- **EXERCISE PROMPT**
Rewrite the weight-loss rewards text starting at "She recommends picking" and stopping after "with your family.", changing "family" to "friends".

- **PAGE TEXT**
*-*-*

The only caveat is that your goals shouldn't be physically or mentally
destructive to yourself or others. Patrick also cautions, "Be careful
what you choose, because certain rewards are fleeting and will not last
over the long haul. For instance, if your reward is to get more
compliments by looking better, what happens when the compliments end?"
She recommends picking rewards that will continually motivate you. They
tend to be the most powerful. One example could be the ability to spend
more active time with your family.
WRITE IT DOWN
"Create
an advantage/disadvantage analysis -- basically a list of all the
advantages and disadvantages for losing weight and all of the
advantages and disadvantages for NOT losing the weight. Create four
columns," suggests Jim Afremow, Ph.D., a sports psychologist at
Athletes' Performance in Tempe, Ariz. This allows you to define your
"why" and clarify your thinking. "It helps when you see these in black
and white, and the list will serve as a reminder." After you write up
your list of rewards, look it over to see which ones are the most
important, which ones are "autonomous," and which ones will keep you
going when things get rough. Then, review your list throughout the
weight-loss process and continue to add to it. It's a great way to keep
you on track.

*-*-*

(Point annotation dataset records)
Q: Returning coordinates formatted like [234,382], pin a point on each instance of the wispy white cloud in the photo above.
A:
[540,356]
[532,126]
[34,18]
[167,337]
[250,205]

*-*-*

- **WRITTEN RESPONSE**
She recommends picking rewards that will continually motivate you. They
tend to be the most powerful. One example could be the ability to spend
more active time with your friends.